* **Supplied text**:
•••••

[antlr-interest] Can antlr v3 lex star | tristar properly?

Wed Nov 21 10:20:44 PST 2007

You can do this without predicates though. People seem to reach for the predicate stick immediately the lexer doesn't do what they want. Look at the common routes through the tokens and make a single lex rule with alts at each of those points. The lexer code will then be very natural.

If you were coding if statements in a language, you would not code:

If (*(a+2) == '*' && *(a+1) == '*' && *a == '*') {sdkdslkf} else if (*a == '*' { ****

You code:

if (*a == '*')
{
  If (*(a+1) == '*' && *(a+2) == '*')
  {
    L;
  }
  else
  {
    X;
...

So, if you think of constructing the lexer rules as guiding it through the characters it is coming across, you will arrive at:

T : '*'
     (
        // Here can be tristar or star
        //
          '**'  { $type = T3; } // Tristar
        | // Anything else means this is just a T
     )
  ;

And will require no predicates.

A predicate might help you here if you only want to take the '***' path if there really are three '*', instead of erroring out in the lexer if there are two. However, Personally I prefer to catch things like that and issue a specific error message (which programmers like).

You can say:

T : '*'
     (
        // Here can be tristar or star or perhaps error
        //
          '*'
		(
                 '*'  { $type = T3; } // Tristar
               | { // call "Error: malformed operator '**' did you mean '*' or '***' }
             )

•••••

* **Dataset extract**:
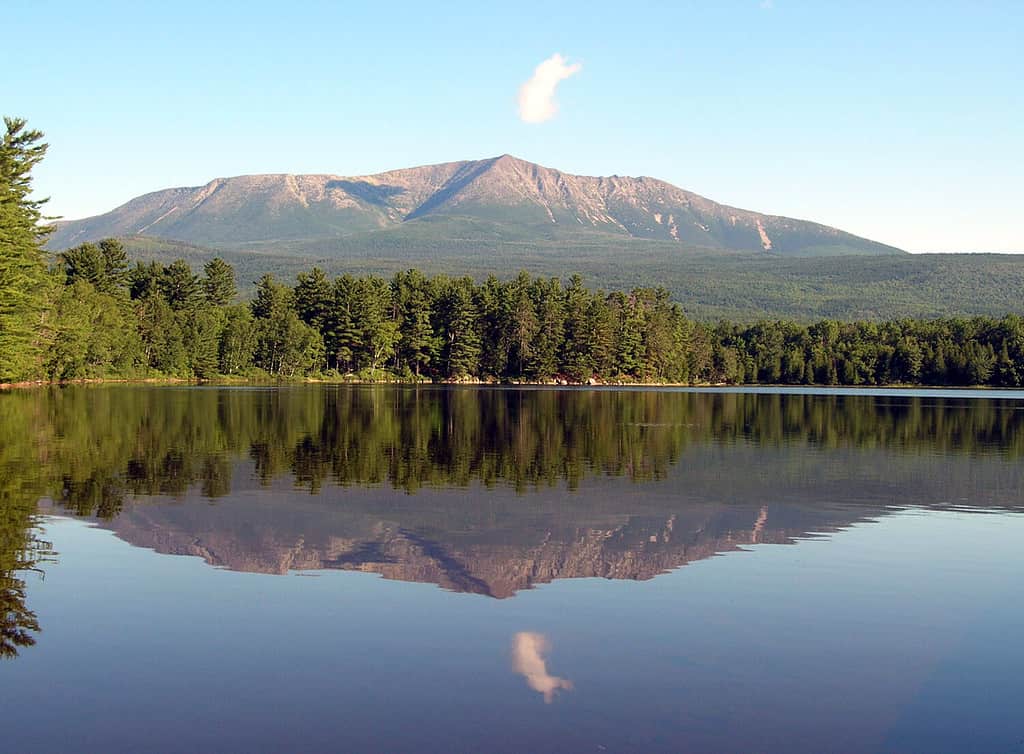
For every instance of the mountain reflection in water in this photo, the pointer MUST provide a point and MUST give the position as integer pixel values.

•••••

* **Task statement**: In the ANTLR lexer post, what does the writer personally prefer to do instead of using a predicate when there are only two '*' characters? The material comes from a different source.

* **Output of the exercise**: Catch the case and issue a specific error message.